» REQUIRED WORK
From the page text below, list every vegetable oil named as a source of oleic acid.

People have been known to bring strange things to work, though few are encouraged to do this by their supervisors.
But coworkers of Agricultural Research Service chemist Ching T. Hou always find him appreciative when they bring in some soil or water from their neighborhoods.
This bit of random sampling for bacteria paid off recently when Erika Hertenstein, a technician working with Hou, brought in some water from a pond on her family's hog farm near Morton, Illinois.
The water contained a bacterial strain known as Pseudomonas aeruginosa.
Using this bacterium, Hou developed a process to convert oleic acid found in soybean, corn, sunflower, and safflower oils to a compound called 7,10-dihydroxy-8-(E)-octadecenoic acid.
"Because of its molecular structure, this acid is an excellent starting material for creating different chemical compounds," he says.
The process Hou developed offers a better way to convert vegetable oils to compounds that can be used in plasticizers, lubricants, and paints or in the preparation of new antibiotics.
ARS and Hou applied for a patent on the oleic acid conversion process in 1996. Genencor International, a biotechnology company in San Francisco, California, is interested in the organism and the process for making the new compound.
Scientists at ARS' National Center for Agricultural Utilization Research at Peoria, Illinois, search for new uses for crops and their processing by-products. -- By Linda Cooke, ARS.

» THE DATA
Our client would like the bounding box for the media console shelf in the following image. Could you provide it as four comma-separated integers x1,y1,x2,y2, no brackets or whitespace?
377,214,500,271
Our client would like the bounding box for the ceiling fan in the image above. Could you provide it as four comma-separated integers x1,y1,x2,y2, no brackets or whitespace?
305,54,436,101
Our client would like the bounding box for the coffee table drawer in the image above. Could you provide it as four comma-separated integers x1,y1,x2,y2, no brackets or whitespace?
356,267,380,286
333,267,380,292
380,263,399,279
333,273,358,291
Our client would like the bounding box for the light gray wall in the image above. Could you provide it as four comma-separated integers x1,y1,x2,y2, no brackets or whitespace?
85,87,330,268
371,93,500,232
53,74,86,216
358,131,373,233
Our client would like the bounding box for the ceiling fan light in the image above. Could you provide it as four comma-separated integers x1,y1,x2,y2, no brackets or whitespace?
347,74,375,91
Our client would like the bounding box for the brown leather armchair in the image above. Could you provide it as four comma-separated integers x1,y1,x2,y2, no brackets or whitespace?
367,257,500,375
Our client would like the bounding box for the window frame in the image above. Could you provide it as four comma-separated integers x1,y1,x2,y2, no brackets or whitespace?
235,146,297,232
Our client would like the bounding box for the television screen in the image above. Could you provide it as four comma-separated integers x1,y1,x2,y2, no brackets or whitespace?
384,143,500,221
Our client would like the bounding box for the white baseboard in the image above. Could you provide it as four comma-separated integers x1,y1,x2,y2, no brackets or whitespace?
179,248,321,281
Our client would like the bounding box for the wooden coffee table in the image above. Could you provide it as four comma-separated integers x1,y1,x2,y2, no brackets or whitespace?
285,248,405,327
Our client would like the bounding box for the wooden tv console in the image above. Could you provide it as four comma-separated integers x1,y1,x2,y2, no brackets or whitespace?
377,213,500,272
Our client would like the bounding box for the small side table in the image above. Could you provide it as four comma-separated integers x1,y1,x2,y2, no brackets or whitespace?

» ANSWER FOR THIS EXERCISE
Soybean, corn, sunflower, safflower